* **TASKS AND EXERCISES**
A. Answer these from the issue about rendering large PDFs, marking your answers (i), (ii), (iii):
(i) What is the most pages pdf.js suggests rendering at one time?
(ii) Which three values does the shouldComponentUpdate method compare to decide whether to return true?
(iii) How many comments does the issue show, and how many of them are by maintainers?
B. Shorten the paragraph beginning "The problem is that I also need" in the issue about rendering large PDFs, keeping its main facts.
C. Quote the issue about rendering large PDFs starting with "pdf.js suggests not" and going on through "with your lib?".

* **SUPPLIED PASSAGE**
* Begin *

Performance issues when rendering large PDFs

See original GitHub issue

This might be a good question for pdf.js community itself but how does rendering large PDFs can be better handled with react-pdf?

pdf.js suggests not rendering more than 25 pages at a time: https://github.com/mozilla/pdf.js/wiki/Frequently-Asked-Questions#allthepages

I even had to add this to my component to keep react from trying re-create the virtual DOM of the Document:

    shouldComponentUpdate(nextProps, nextState) {
        if(nextProps.file !== this.props.file
            || nextState.numPages !== this.state.numPages
            || nextState.width !== this.state.width){
            return true
        }
        return false
    }

The problem is that I also need to dynamically set the width of the document on user interacting so I can’t save myself from re-creating the virtual DOM after width changes, any way I can achieve this with your lib?

Issue Analytics

  • State:open
  • Created 6 years ago
  • Comments:58 (12 by maintainers)

* End *

* **EXTRACTED ENTRIES**
* Begin *

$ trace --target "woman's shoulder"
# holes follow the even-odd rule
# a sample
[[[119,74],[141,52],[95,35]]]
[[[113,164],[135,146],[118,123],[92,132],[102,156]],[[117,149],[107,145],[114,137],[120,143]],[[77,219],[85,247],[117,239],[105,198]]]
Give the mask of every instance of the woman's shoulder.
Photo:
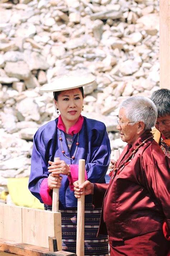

* End *

* **RESULTS**
A.
(i) 25 pages.
(ii) The file (props), numPages (state) and width (state).
(iii) 58 comments, 12 of them by maintainers.

B. The document's width has to change dynamically as the user interacts, so re-creating the virtual DOM after width changes can't be avoided. The question is whether the library offers a way to handle this.

C.
pdf.js suggests not rendering more than 25 pages at a time: https://github.com/mozilla/pdf.js/wiki/Frequently-Asked-Questions#allthepages

I even had to add this to my component to keep react from trying re-create the virtual DOM of the Document:

    shouldComponentUpdate(nextProps, nextState) {
        if(nextProps.file !== this.props.file
            || nextState.numPages !== this.state.numPages
            || nextState.width !== this.state.width){
            return true
        }
        return false
    }

The problem is that I also need to dynamically set the width of the document on user interacting so I can’t save myself from re-creating the virtual DOM after width changes, any way I can achieve this with your lib?